- **INSTRUCTIONS TO FOLLOW**
From the passage on parking fines below, list every named person, university, and firm.

I wonder, at more than $70 in Los Angeles for some common parking violations have we moved past deterrence and into taxation?
Trends in urban policy
Donald Shoup, a professor of urban planning at UCLA, has argued that in Los Angeles we are well past the violation cost that would account for the externalities of a parking violation. In 2010, Professor Shoup wrote:
“Los Angeles…is facing a major budget crisis and increased its fines for all parking tickets by $5, regardless of the violation. This across-the-board hike suggests that the higher fines are more about raising money than about enforcing the law.”
In its move to indiscriminately jack-up parking violations, Los Angeles is not alone. To plug budget deficits after the 2008 financial crisis, many US cities have used unorthodox taxation to raise revenue. In a report produced for the city of St. Louis, the consulting firm Desman Associates recommended setting parking violations at approximately 15x the hourly cost to park and suggested that rates should:
"encourage compliance, but not |appear| overly punitive, potentially deterring people from parking at all.”
The following chart shows the cost of an expired meter parking violation in 21 US cities:
Even in downtown Los Angeles, where a parking meter can cost $3-$4/hour, penalties are well in excess of the 15-to-1 ratio suggested by Desman Associates. While the cost of an individual ticket is certainly important, especially for low income drivers, it is only one part of the revenue equation. The other is the frequency of enforcement.

- **EXTRACTED DATA**
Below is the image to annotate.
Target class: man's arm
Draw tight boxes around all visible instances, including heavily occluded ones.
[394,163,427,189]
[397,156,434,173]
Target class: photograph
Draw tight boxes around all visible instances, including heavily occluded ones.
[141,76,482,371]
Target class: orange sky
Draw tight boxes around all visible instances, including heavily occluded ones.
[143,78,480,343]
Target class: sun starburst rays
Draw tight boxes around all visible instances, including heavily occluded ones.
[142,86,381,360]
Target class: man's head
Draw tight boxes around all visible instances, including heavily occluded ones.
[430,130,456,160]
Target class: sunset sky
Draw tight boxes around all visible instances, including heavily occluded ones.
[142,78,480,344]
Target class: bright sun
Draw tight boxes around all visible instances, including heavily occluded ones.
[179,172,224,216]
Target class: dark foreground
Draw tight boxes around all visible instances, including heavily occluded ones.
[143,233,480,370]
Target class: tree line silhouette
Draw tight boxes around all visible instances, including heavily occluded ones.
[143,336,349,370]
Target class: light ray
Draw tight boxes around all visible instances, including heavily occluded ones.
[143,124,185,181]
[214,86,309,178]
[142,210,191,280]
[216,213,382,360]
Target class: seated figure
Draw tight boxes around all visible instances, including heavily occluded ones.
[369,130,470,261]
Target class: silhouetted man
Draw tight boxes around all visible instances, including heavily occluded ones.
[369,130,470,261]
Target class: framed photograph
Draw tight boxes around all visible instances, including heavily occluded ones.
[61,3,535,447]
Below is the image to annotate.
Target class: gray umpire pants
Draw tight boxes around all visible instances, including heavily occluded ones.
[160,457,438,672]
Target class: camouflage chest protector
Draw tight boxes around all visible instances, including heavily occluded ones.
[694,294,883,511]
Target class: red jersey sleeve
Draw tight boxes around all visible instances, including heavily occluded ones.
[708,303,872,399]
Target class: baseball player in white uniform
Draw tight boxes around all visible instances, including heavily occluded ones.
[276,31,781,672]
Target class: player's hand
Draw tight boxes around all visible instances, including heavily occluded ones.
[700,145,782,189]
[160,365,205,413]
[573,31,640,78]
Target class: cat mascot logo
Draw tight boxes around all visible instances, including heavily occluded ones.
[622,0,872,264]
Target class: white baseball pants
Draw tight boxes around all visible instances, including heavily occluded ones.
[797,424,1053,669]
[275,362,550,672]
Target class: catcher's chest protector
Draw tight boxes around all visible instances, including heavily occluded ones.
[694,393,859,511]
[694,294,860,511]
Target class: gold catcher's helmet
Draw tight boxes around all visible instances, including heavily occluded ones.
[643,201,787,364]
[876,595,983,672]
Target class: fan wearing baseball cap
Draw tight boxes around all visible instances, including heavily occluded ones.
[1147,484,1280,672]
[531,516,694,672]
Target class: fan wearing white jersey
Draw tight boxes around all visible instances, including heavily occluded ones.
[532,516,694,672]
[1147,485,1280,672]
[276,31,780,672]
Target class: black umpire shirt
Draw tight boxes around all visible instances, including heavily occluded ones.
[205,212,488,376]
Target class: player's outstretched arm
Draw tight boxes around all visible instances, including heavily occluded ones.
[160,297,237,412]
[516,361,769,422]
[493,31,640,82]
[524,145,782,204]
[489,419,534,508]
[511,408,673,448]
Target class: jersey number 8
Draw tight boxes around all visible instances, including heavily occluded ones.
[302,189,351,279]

==

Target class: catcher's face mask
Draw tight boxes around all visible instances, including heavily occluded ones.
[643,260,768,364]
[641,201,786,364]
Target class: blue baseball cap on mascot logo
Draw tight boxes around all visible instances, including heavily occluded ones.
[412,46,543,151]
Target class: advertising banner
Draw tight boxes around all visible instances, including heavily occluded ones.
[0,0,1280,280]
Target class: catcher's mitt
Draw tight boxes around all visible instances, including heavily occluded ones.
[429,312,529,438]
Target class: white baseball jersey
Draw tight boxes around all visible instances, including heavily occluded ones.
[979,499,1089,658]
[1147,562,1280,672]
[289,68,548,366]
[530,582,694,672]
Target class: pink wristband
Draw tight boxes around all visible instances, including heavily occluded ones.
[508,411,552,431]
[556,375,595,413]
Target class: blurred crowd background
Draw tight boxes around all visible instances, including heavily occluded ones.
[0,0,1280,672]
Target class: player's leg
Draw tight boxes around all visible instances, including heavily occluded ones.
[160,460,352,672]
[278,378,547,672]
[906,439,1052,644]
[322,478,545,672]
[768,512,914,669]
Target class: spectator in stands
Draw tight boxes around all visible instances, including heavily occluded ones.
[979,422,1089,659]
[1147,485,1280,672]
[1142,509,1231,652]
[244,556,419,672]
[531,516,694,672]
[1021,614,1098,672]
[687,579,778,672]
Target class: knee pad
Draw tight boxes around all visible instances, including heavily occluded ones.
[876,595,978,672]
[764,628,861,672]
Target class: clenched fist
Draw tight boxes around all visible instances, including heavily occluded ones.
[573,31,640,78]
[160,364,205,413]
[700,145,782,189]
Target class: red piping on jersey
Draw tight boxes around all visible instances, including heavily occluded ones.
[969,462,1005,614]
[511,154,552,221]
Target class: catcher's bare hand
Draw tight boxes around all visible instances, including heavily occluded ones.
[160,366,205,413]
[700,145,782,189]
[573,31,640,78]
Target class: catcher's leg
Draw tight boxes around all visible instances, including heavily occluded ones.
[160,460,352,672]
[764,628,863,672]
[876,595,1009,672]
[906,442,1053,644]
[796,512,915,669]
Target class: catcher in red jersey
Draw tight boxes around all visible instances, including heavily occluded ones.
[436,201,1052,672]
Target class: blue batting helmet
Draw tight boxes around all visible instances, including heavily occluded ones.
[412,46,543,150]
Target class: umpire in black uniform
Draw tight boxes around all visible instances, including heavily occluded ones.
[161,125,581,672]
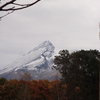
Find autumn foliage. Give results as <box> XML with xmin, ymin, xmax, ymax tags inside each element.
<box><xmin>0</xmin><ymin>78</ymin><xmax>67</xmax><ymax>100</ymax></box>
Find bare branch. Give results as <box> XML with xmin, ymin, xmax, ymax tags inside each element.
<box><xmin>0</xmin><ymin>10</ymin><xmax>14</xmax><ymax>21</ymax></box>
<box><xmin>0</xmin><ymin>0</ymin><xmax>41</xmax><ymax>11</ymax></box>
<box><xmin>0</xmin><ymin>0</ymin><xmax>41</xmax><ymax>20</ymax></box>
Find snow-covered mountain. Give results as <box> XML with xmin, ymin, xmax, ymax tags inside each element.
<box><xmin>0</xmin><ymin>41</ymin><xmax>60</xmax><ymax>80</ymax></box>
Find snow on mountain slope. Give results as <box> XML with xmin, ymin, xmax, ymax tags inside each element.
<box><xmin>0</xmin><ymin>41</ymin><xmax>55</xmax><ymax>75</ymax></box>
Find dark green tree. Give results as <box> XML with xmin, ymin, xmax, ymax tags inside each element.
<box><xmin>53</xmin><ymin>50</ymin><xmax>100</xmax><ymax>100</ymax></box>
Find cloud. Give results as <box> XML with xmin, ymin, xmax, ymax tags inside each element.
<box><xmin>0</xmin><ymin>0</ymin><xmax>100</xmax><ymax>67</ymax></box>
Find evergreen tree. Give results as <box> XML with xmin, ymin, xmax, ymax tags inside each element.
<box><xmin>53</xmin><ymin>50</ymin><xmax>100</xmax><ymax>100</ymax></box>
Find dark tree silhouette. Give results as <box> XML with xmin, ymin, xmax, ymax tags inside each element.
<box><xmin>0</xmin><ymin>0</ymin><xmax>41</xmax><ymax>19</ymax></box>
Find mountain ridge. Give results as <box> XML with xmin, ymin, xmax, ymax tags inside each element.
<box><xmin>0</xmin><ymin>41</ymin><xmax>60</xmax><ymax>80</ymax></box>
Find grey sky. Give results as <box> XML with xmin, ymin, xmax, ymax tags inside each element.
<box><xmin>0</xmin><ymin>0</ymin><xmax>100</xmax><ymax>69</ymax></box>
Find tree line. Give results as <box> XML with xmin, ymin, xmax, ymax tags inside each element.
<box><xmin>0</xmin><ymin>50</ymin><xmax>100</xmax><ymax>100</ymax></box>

--

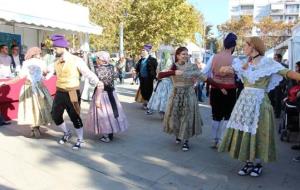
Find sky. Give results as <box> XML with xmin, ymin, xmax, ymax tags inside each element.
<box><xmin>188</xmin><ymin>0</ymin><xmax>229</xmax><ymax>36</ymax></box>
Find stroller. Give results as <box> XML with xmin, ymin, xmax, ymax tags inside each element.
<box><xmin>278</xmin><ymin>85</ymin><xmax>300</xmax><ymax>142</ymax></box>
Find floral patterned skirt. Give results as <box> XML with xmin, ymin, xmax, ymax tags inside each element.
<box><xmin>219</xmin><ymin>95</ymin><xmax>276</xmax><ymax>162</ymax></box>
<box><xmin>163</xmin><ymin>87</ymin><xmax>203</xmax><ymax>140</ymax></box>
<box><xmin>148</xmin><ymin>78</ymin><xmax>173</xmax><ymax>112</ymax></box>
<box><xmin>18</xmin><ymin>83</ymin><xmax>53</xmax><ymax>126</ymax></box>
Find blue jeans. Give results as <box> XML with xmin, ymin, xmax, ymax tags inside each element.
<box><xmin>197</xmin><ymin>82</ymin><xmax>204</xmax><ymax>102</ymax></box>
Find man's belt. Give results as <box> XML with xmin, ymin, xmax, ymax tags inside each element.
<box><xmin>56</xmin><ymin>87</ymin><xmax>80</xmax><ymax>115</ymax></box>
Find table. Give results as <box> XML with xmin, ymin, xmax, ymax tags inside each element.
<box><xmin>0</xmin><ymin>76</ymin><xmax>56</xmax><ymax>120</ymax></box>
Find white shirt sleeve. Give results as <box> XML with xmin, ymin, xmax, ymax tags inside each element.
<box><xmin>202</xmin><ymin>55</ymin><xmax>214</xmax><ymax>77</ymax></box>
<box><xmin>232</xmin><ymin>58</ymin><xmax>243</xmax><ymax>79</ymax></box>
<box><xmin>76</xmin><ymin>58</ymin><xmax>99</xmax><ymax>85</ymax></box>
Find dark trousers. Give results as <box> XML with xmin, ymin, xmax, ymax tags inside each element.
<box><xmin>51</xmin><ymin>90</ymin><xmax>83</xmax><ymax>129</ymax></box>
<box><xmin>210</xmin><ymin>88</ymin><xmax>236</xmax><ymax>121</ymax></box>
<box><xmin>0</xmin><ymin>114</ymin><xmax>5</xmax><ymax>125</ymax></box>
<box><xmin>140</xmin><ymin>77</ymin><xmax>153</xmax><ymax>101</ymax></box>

- **WORKED SOLUTION**
Donald Shoup, UCLA, Desman Associates